Directions:
Copy each of the rows below without changing anything.

Region labeling rows:
******************************

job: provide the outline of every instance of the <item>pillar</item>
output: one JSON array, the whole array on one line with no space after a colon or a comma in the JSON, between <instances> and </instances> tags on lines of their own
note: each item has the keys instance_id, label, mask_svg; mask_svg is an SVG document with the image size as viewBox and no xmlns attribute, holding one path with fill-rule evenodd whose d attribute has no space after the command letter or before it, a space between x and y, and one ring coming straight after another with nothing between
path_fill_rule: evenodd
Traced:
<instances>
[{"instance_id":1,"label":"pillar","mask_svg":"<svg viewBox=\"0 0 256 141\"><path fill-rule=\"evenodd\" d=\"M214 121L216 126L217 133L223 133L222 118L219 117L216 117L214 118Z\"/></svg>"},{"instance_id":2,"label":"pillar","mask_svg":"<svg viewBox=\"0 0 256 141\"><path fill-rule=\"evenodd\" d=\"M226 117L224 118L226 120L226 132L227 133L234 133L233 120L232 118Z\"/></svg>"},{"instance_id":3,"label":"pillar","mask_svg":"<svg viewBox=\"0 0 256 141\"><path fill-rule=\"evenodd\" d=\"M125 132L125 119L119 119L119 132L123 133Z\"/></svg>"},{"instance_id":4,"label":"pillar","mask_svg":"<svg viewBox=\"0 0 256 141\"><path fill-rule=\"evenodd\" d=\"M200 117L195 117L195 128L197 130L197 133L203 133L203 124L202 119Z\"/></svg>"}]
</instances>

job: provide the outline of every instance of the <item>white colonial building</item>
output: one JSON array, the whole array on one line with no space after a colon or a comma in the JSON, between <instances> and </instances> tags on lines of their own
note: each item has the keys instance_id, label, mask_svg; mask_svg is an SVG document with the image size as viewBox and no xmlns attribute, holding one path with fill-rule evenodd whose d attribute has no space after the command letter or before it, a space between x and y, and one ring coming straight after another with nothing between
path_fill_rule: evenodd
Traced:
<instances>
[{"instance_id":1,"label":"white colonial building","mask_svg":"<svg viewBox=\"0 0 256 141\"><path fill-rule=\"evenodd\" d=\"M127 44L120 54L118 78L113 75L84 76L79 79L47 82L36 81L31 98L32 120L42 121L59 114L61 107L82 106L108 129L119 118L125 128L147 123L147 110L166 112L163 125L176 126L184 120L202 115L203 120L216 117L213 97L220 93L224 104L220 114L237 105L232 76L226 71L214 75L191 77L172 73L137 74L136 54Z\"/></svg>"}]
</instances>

******************************

Written response:
job: provide the outline of every instance of the <item>pillar</item>
output: one JSON array, the whole array on one line with no space after a colon or a comma in the JSON, between <instances> and </instances> tags on lines of their own
note: each item has the keys instance_id, label, mask_svg; mask_svg is an SVG document with the image size as viewBox and no xmlns attribute, holding one path with fill-rule evenodd whose d attribute has no space after the command letter or before it, a space between x and y, and one ring coming straight after another with nothing between
path_fill_rule: evenodd
Traced:
<instances>
[{"instance_id":1,"label":"pillar","mask_svg":"<svg viewBox=\"0 0 256 141\"><path fill-rule=\"evenodd\" d=\"M214 121L216 126L217 133L223 133L222 118L219 117L216 117L214 118Z\"/></svg>"},{"instance_id":2,"label":"pillar","mask_svg":"<svg viewBox=\"0 0 256 141\"><path fill-rule=\"evenodd\" d=\"M226 117L224 118L226 120L226 132L227 133L234 133L233 120L232 118Z\"/></svg>"},{"instance_id":3,"label":"pillar","mask_svg":"<svg viewBox=\"0 0 256 141\"><path fill-rule=\"evenodd\" d=\"M125 132L125 119L119 119L119 132L123 133Z\"/></svg>"},{"instance_id":4,"label":"pillar","mask_svg":"<svg viewBox=\"0 0 256 141\"><path fill-rule=\"evenodd\" d=\"M200 117L195 117L195 128L197 130L197 133L203 133L203 124L202 119Z\"/></svg>"}]
</instances>

job: provide the outline of every instance of the <item>white colonial building</item>
output: one JSON array, the whole array on one line with no space after a colon or a comma in the JSON, between <instances> and </instances> tags on lines of their own
note: each item has the keys instance_id, label, mask_svg; mask_svg is an SVG document with the image size as viewBox and no xmlns attribute, holding one path with fill-rule evenodd whose d attribute has no space after the command letter or before it, a space between x and y, and one ring coming straight after another with nothing between
path_fill_rule: evenodd
Traced:
<instances>
[{"instance_id":1,"label":"white colonial building","mask_svg":"<svg viewBox=\"0 0 256 141\"><path fill-rule=\"evenodd\" d=\"M127 44L120 54L118 78L113 75L84 76L79 79L47 82L36 81L31 98L32 120L42 121L59 114L61 107L82 106L108 129L119 118L125 128L147 123L147 110L166 112L163 125L176 126L184 120L202 115L203 120L216 117L213 97L220 93L224 104L220 114L237 105L232 76L226 71L214 75L191 77L172 73L137 74L136 54Z\"/></svg>"}]
</instances>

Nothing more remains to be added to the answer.